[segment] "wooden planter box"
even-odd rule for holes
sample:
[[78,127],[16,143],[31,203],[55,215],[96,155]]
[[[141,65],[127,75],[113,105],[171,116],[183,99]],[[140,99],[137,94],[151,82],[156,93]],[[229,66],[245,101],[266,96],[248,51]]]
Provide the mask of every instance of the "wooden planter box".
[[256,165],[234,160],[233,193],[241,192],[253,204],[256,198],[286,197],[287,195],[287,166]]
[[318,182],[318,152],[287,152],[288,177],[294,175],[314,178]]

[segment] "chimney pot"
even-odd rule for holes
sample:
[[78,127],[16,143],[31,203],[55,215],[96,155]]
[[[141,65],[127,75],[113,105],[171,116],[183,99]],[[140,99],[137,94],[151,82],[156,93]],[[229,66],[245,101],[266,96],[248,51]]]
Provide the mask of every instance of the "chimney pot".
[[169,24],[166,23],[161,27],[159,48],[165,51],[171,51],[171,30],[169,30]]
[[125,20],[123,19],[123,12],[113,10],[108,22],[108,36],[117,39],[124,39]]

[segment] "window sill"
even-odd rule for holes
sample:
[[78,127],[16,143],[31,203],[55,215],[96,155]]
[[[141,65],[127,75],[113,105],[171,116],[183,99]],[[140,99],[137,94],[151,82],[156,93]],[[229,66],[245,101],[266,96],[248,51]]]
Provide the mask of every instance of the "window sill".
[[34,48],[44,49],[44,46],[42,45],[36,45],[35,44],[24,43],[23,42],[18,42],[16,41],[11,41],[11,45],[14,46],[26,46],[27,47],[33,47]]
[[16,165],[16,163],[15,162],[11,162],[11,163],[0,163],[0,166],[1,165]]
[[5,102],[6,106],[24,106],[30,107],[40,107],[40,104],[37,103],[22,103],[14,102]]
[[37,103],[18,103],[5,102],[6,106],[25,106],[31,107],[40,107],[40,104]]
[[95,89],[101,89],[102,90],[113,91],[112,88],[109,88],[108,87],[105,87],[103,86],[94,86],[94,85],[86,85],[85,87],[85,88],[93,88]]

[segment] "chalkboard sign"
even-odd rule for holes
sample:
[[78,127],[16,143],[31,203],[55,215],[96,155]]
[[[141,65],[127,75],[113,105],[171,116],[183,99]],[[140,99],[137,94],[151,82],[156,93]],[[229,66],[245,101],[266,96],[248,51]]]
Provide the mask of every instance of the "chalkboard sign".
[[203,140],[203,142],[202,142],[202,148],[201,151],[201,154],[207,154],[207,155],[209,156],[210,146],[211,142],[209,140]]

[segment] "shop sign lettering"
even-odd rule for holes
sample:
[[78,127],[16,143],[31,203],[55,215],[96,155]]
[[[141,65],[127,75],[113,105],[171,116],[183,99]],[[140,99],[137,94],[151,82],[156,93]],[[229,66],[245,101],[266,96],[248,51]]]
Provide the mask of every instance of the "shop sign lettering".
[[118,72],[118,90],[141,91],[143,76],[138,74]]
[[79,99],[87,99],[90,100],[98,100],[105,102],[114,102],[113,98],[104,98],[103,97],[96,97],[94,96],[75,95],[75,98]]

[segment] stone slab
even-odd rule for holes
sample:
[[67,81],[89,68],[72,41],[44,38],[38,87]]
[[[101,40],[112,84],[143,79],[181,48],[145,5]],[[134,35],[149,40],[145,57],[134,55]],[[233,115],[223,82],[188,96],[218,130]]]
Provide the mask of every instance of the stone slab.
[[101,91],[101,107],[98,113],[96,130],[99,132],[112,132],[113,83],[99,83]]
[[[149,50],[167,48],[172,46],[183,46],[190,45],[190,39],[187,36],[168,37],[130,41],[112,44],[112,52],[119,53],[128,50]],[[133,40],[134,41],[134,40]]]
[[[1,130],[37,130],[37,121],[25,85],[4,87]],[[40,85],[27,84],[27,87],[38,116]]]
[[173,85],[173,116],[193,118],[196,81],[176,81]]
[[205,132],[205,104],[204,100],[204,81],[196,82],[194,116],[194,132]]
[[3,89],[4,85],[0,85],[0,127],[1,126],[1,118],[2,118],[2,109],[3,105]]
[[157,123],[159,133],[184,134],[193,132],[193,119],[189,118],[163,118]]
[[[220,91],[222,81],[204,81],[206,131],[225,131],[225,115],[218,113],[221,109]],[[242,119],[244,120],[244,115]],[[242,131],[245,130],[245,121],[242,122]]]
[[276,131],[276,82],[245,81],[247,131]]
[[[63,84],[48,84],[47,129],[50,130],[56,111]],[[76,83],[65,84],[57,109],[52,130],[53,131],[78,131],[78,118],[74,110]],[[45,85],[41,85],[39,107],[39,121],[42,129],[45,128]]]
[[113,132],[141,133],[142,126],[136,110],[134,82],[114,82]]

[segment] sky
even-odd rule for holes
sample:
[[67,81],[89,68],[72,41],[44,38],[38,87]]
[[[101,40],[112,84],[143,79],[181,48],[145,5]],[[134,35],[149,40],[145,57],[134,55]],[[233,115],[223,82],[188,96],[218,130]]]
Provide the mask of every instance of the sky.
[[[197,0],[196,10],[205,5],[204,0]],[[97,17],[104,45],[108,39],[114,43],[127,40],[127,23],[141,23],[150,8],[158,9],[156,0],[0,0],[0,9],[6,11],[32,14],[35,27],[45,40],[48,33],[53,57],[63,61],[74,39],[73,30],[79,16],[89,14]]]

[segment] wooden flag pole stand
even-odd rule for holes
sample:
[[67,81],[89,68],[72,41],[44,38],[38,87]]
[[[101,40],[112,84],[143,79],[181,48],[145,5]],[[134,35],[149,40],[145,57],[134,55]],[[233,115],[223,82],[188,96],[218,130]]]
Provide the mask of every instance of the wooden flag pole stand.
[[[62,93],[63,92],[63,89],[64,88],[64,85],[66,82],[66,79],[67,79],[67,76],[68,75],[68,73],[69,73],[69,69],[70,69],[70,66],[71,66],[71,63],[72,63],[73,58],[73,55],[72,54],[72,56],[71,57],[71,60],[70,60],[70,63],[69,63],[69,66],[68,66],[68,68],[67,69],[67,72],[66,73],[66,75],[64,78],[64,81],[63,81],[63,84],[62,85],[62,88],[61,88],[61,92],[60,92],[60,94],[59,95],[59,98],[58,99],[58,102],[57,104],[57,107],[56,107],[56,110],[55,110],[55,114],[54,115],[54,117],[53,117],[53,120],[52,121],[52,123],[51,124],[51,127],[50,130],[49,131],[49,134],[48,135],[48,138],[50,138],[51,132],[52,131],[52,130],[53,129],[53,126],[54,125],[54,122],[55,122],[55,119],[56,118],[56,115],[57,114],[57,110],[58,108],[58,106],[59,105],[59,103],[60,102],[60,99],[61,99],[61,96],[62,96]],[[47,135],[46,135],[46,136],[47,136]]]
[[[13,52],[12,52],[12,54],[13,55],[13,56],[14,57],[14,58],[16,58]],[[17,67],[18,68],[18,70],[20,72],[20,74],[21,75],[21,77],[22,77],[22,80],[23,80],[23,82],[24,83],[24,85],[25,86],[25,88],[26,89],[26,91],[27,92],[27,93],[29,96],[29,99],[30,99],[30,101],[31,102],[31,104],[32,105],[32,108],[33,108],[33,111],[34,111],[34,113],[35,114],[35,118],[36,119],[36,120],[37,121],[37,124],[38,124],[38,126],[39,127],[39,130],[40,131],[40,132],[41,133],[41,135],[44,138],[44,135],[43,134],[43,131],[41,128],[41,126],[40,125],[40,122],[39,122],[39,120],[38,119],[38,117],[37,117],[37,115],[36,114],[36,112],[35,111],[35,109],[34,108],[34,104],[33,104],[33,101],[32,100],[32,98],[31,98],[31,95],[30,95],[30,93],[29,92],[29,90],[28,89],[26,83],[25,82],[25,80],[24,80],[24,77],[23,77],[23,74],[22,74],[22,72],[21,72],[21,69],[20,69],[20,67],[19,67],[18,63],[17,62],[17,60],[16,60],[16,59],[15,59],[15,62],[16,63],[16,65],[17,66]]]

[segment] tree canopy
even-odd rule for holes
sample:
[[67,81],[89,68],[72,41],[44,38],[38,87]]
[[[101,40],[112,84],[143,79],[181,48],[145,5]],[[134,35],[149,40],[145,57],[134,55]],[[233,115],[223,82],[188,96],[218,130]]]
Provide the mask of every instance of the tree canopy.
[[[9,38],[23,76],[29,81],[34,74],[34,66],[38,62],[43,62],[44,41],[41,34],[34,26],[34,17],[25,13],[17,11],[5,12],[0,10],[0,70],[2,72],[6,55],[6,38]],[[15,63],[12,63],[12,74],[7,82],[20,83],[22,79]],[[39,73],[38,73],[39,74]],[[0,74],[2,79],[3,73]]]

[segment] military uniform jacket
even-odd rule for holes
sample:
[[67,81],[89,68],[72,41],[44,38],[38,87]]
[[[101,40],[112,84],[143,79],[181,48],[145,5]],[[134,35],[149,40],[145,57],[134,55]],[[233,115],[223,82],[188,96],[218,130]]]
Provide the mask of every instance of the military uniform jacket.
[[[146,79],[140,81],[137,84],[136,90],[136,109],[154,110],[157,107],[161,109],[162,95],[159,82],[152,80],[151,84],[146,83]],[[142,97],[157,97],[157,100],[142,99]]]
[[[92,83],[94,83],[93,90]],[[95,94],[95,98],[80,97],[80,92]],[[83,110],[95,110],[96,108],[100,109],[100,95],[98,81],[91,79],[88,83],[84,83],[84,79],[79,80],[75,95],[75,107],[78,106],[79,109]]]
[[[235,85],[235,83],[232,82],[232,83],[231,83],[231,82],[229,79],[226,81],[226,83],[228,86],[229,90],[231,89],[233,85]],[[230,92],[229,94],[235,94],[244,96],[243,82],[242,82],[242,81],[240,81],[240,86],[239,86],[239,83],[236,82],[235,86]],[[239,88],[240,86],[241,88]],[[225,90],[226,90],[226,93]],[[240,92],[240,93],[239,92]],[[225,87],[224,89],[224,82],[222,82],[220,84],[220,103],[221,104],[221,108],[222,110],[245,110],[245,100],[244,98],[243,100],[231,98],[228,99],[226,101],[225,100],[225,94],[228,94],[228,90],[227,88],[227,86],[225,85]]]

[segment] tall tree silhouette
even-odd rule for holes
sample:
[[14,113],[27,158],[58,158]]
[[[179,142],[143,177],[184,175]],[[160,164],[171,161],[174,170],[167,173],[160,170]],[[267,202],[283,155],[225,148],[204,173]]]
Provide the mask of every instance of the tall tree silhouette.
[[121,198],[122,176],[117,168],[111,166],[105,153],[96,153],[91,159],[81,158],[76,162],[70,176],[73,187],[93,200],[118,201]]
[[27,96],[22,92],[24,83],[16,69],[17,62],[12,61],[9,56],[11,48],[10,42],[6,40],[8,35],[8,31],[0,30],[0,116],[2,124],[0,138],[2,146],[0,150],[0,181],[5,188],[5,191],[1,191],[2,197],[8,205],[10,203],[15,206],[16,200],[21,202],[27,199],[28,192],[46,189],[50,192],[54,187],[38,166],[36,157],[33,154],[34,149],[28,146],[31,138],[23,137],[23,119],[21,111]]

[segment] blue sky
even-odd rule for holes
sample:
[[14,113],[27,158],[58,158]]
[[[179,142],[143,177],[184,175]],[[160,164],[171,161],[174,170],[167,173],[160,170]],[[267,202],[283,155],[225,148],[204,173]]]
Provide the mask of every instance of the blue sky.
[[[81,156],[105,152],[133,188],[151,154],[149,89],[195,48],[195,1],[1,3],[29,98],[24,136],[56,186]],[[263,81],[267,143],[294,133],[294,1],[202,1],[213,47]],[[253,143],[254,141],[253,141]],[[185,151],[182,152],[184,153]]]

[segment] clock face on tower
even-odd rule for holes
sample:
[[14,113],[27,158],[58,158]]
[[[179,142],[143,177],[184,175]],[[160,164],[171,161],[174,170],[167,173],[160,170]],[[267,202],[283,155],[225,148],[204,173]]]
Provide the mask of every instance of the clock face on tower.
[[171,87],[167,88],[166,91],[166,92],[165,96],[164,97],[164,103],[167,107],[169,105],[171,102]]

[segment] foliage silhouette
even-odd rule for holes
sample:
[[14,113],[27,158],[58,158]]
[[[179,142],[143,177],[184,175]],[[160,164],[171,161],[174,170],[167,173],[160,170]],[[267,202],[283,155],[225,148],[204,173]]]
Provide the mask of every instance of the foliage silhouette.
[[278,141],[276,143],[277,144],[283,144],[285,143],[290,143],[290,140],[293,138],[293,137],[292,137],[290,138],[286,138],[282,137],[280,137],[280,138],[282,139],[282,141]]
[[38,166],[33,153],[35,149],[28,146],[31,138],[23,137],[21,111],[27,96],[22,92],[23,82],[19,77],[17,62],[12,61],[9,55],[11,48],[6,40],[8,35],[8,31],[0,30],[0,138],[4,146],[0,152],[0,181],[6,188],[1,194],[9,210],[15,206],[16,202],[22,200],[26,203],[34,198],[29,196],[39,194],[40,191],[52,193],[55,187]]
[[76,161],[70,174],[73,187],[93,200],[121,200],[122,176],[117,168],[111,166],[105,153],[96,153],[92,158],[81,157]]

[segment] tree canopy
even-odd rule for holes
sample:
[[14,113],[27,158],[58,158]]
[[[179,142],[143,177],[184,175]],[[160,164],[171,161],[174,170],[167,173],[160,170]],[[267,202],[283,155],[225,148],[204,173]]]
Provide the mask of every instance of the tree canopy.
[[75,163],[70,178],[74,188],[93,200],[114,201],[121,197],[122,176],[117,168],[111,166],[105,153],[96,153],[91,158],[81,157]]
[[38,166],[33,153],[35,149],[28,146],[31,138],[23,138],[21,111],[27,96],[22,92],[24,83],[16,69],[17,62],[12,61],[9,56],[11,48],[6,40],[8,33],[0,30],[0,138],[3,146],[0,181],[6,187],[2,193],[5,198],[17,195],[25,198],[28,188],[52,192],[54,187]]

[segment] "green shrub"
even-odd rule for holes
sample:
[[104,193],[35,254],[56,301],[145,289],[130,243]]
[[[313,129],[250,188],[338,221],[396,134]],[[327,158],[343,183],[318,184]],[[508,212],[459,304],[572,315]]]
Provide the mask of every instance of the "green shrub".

------------------------------------------------------------------------

- _Problem_: Write out the material from the line containing "[segment] blue sky" through the line containing "Provide the mask of every instance of the blue", both included, reproducing each line character for character.

- _Finished exercise_:
[segment] blue sky
even-odd rule for holes
sample:
[[14,113],[27,158],[58,158]]
[[[179,142],[143,177],[184,175]],[[160,164],[171,161],[174,170],[167,173],[160,170]],[[267,202],[283,155],[225,148],[204,173]]]
Provide the mask of every instance of the blue sky.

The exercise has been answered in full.